Referring expression data:
Segment Open

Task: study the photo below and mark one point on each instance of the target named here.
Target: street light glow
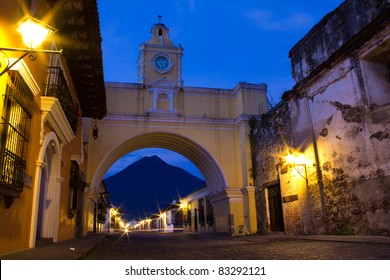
(34, 32)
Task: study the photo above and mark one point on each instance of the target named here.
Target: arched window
(163, 102)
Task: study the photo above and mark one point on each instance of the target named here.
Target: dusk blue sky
(225, 42)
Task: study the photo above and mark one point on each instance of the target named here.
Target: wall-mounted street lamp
(299, 163)
(33, 32)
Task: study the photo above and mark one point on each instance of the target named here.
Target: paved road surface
(168, 246)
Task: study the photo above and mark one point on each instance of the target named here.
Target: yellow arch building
(208, 126)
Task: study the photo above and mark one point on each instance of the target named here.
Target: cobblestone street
(168, 246)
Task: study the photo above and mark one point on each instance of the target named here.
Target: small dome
(159, 34)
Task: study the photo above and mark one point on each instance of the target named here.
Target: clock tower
(160, 70)
(159, 58)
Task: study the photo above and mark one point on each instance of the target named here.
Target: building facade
(209, 126)
(322, 155)
(43, 98)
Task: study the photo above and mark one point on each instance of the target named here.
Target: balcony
(57, 87)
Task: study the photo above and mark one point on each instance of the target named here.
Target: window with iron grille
(14, 134)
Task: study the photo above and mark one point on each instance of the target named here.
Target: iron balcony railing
(14, 134)
(58, 87)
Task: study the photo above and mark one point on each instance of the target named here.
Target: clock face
(161, 63)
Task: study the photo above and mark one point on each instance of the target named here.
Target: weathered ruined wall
(334, 34)
(269, 137)
(337, 119)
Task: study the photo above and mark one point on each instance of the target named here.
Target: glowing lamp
(34, 32)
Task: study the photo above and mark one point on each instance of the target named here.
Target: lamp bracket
(30, 52)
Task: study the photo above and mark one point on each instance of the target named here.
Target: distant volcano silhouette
(149, 184)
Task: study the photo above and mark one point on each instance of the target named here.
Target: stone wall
(336, 122)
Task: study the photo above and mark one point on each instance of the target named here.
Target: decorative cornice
(28, 78)
(53, 113)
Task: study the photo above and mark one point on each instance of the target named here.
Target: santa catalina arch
(208, 126)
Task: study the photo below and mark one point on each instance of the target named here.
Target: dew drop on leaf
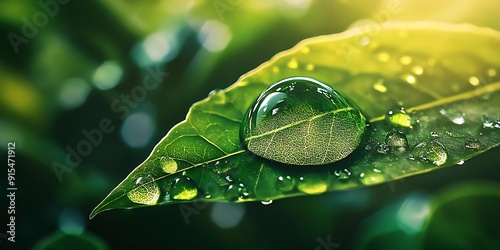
(454, 116)
(236, 192)
(397, 141)
(342, 174)
(301, 121)
(417, 70)
(312, 184)
(472, 143)
(268, 202)
(492, 72)
(168, 165)
(433, 152)
(382, 148)
(285, 183)
(183, 188)
(399, 118)
(372, 178)
(474, 81)
(145, 191)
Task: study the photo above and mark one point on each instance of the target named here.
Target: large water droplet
(145, 191)
(301, 121)
(183, 188)
(433, 152)
(168, 165)
(285, 183)
(236, 192)
(312, 184)
(397, 141)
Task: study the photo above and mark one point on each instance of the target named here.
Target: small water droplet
(218, 95)
(409, 78)
(293, 64)
(221, 167)
(431, 61)
(342, 174)
(379, 86)
(397, 141)
(145, 191)
(310, 67)
(417, 70)
(487, 122)
(168, 165)
(454, 116)
(400, 118)
(236, 192)
(382, 148)
(492, 72)
(229, 178)
(372, 178)
(433, 152)
(364, 41)
(312, 184)
(405, 60)
(472, 143)
(269, 202)
(383, 56)
(285, 183)
(183, 188)
(474, 81)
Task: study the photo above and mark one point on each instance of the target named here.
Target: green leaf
(445, 76)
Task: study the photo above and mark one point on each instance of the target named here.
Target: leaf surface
(445, 77)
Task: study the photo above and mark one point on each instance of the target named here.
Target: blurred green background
(65, 66)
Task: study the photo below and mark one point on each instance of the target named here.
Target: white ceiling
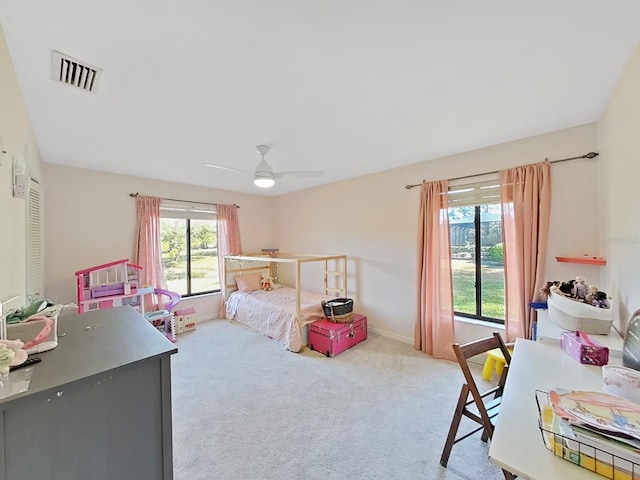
(350, 87)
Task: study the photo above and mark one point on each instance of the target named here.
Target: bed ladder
(335, 277)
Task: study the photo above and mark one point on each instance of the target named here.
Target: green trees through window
(190, 255)
(477, 262)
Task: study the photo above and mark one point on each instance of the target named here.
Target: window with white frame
(477, 261)
(189, 247)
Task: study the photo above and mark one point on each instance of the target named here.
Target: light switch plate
(21, 186)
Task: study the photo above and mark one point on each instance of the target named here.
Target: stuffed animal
(568, 288)
(546, 290)
(267, 283)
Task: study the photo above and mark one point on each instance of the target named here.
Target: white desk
(517, 444)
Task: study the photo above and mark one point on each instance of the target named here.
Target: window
(477, 262)
(189, 247)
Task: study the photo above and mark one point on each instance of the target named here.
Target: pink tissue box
(585, 350)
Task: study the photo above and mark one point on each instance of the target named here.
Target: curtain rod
(587, 155)
(134, 195)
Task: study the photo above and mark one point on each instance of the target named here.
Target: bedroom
(375, 228)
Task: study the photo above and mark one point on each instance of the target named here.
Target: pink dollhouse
(110, 285)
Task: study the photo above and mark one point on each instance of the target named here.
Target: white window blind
(183, 209)
(480, 190)
(35, 262)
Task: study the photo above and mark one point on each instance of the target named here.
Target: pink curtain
(148, 252)
(525, 193)
(434, 330)
(228, 244)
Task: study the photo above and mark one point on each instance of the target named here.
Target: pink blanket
(274, 313)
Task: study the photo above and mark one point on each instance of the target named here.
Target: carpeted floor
(245, 408)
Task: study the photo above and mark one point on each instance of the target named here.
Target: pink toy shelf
(110, 285)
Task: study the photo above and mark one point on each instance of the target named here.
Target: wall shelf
(585, 259)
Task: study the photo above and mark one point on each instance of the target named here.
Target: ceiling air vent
(69, 70)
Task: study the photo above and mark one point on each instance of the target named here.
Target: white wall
(90, 220)
(373, 219)
(17, 139)
(619, 143)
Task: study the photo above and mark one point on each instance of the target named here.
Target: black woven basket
(337, 306)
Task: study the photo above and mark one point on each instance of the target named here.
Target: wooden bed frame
(335, 270)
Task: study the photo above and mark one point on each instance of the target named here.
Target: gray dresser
(98, 407)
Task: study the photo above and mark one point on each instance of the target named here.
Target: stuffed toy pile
(577, 289)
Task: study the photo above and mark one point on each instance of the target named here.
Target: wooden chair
(481, 407)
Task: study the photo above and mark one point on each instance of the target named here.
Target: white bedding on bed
(274, 313)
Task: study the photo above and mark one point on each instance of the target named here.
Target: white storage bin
(572, 315)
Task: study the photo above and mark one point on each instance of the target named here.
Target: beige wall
(17, 139)
(373, 219)
(619, 143)
(90, 220)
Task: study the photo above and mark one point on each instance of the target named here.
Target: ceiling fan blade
(222, 167)
(301, 173)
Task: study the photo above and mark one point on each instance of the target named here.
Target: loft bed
(285, 312)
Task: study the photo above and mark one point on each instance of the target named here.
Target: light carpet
(244, 408)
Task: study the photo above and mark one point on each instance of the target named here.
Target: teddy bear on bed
(267, 283)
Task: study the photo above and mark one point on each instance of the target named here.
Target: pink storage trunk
(333, 338)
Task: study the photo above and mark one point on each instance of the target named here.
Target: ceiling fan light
(264, 181)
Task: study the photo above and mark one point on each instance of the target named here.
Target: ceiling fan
(264, 176)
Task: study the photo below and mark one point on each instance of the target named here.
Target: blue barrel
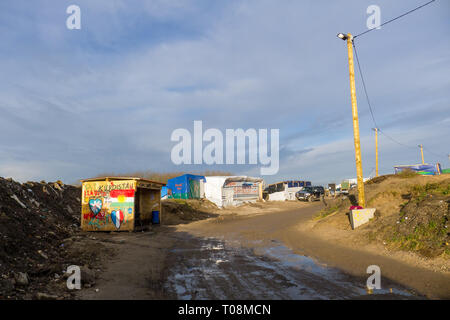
(155, 217)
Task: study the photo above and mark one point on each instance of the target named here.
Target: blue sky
(106, 98)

Segment Closed

Repeat the records above exactly, without any pictures.

Task: study the photo below and mark one point on each instance of the target named here.
Target: street light glow
(34, 32)
Task: study the photo above and mark one point on each instance of the target named here.
Target: arched window
(163, 102)
Task: study the photo above and mark one point on each instance of the target named here.
Target: dusk blue sky
(225, 42)
Task: study the photo above and mark one point on each instance of the target named here.
Target: wall-mounted street lamp
(299, 163)
(33, 32)
Task: study the photo above and mark one point on each instance of the target named here.
Target: paved road surface
(168, 246)
Task: study the photo above and mark one point on each instance of the target named here.
Target: yellow arch building
(208, 126)
Task: study the photo above and mark one point on each instance of the target named here.
Target: cobblestone street
(168, 246)
Task: study the photo above and mark one point on each instance of the target named here.
Target: small dome
(159, 34)
Task: study the photo above and mark one point on each instance of the target named here.
Target: clock tower
(160, 70)
(159, 58)
Task: study the photo above and mark one point on each instance of the target named here.
Target: building facade
(209, 126)
(322, 155)
(43, 98)
Task: study the photo above and mark one point on each instance of the target named here.
Target: balcony
(57, 87)
Task: study the photo above and mark one point on each instance of the target named here.
Target: window with iron grille
(14, 134)
Task: study the photo above and mark one point on each instance of the target named here.
Target: iron balcony railing
(14, 134)
(58, 87)
Task: study the photo above and mark one point on each instance of the target named here.
Target: clock face
(161, 63)
Task: study the photo above and mark one point on each instance of the target named here.
Target: weathered ruined wall
(334, 34)
(269, 137)
(337, 119)
Task: study the photo above and mark one point on each instance of the target named here.
Target: glowing lamp
(34, 32)
Task: study the photo above and mark one point on each instance of the target named here.
Target: lamp bracket
(30, 52)
Task: study the photo above and mark one point on each instance of the target named here.
Target: distant volcano silhouette
(149, 184)
Task: study the photo above and mark one point on each instance of the target named here.
Target: stone wall
(336, 122)
Task: study the photo above and mark one point on each instance of the target named here.
Target: decorative cornice
(28, 78)
(53, 113)
Task: study the photo above and mark one point on each instance of the target named here.
Target: santa catalina arch
(208, 126)
Task: study the photo below and mark one point on each instance of the target named here.
Target: dew drop on leaf
(454, 116)
(236, 192)
(397, 141)
(342, 174)
(301, 121)
(417, 70)
(312, 184)
(472, 143)
(268, 202)
(492, 72)
(168, 165)
(433, 152)
(382, 148)
(285, 183)
(183, 188)
(399, 118)
(372, 178)
(474, 81)
(145, 191)
Task: study the photo above and mark one point on each instance of the target named here.
Target: large water droplet
(145, 191)
(301, 121)
(183, 188)
(433, 152)
(168, 165)
(285, 183)
(236, 192)
(312, 184)
(397, 141)
Task: study the photo above and mark one point on each instance of the target named here.
Target: small water droplet
(218, 95)
(409, 78)
(293, 64)
(221, 167)
(431, 61)
(342, 174)
(379, 86)
(397, 141)
(145, 191)
(310, 67)
(417, 70)
(487, 122)
(168, 165)
(454, 116)
(400, 118)
(236, 192)
(382, 148)
(492, 72)
(229, 178)
(372, 178)
(433, 152)
(364, 41)
(312, 184)
(405, 60)
(472, 143)
(269, 202)
(383, 56)
(285, 183)
(183, 188)
(474, 81)
Task: study the photo above and mark one point on each instance of the target named here.
Target: green leaf
(445, 76)
Task: study the photo above and mark one point on each instance of the target named here.
Target: leaf surface
(445, 77)
Task: study the photo above and mark one point on each instance of the target named here.
Target: blurred green background
(65, 66)
Task: study the photo below and mark one point on each instance of the target named here.
Target: white ceiling
(350, 87)
Task: study the photo above and mark one point on each instance of the target named here.
Target: bed ladder
(335, 277)
Task: study the photo above and mark one point on each instance of the target named here.
Target: green trees through window
(190, 255)
(477, 262)
Task: study the photo above and mark one point on each instance of the target named here.
Target: window with white frame
(477, 261)
(189, 247)
Task: study the photo above and mark one point on each instance of the target named here.
Target: light switch plate
(21, 186)
Task: study the photo above and mark one point on each instance of the target named here.
Target: stuffed animal
(568, 288)
(546, 290)
(267, 283)
Task: study the photo above and mark one point on each instance of the target named here.
Target: white desk
(517, 444)
Task: study the photo above and mark one point on each instance of the target named here.
Target: window
(477, 262)
(189, 247)
Task: study the photo above and mark one point on each instance of the target named here.
Target: pink tissue box
(585, 350)
Task: study the photo above and mark one point on each instance of the target named here.
Target: curtain rod
(587, 155)
(134, 195)
Task: study the photo above and mark one point on each instance of the target named here.
Target: bedroom
(375, 228)
Task: study the photo above and mark one point on each instance of the target named here.
Target: pink dollhouse
(110, 285)
Task: study the photo above and mark one point on each instance of the target named here.
Target: white window blind
(183, 209)
(480, 190)
(35, 262)
Task: study the photo above and mark one point on each instance of the target named here.
Target: pink curtain
(148, 252)
(525, 193)
(434, 330)
(228, 244)
Task: study the photo above and mark one point on each instance of the target named here.
Target: pink blanket
(274, 313)
Task: study the photo above and mark one point on each instance of the target named here.
Target: carpeted floor
(245, 408)
Task: study the photo above and mark one point on each instance of the target named here.
Target: pink toy shelf
(110, 285)
Task: study the photo above and mark one point on each instance of the target named here.
Target: wall shelf
(585, 259)
Task: study the photo above and mark one point on each instance of the target named here.
Target: ceiling air vent
(69, 70)
Task: study the photo above and mark one point on each instance of the target named here.
Target: white wall
(90, 220)
(373, 219)
(17, 139)
(619, 143)
Task: study the photo above and mark one point on each instance of the target named here.
Target: black woven basket
(337, 306)
Task: study the photo above and mark one point on each instance of the target named here.
Target: wooden bed frame
(335, 270)
Task: study the photo above and mark one point on each instance of the target named here.
Target: gray dresser
(98, 407)
Task: study the photo above and mark one point on each instance of the target named here.
Target: stuffed toy pile
(577, 289)
Task: study the photo above and mark one point on each instance of the target named here.
Target: wooden chair
(481, 407)
Task: study the photo above and mark one point on each instance of the target named here.
Target: white bedding on bed
(274, 313)
Task: study the photo above and mark one point on each instance of the target named here.
Target: white storage bin
(572, 315)
Task: study the photo above and mark one point on each instance of the target named here.
Target: beige wall
(17, 139)
(373, 219)
(619, 143)
(90, 220)
Task: study the photo above and mark one point on each instance of the target named here.
Target: ceiling fan blade
(222, 167)
(301, 173)
Task: study the photo above and mark one point on each instance of the target named here.
Target: loft bed
(285, 312)
Task: study the photo above and mark one point on each instance of the target named here.
Target: light carpet
(244, 408)
Task: study the photo above and mark one point on each instance of the target named here.
Target: teddy bear on bed
(267, 283)
Task: study the photo above and mark one point on each instance of the target named here.
Target: pink storage trunk
(333, 338)
Task: study the photo above and mark one point on each instance of the target named here.
Target: ceiling fan light
(264, 181)
Task: study the photo above and mark one point on each instance of the target named here.
Target: ceiling fan
(264, 176)
Task: study the photo below and mark one point on each instance of the target named here.
Target: blue barrel
(155, 217)
Task: study the photo above and mark one point on each instance of the target named here.
Target: blue sky
(106, 98)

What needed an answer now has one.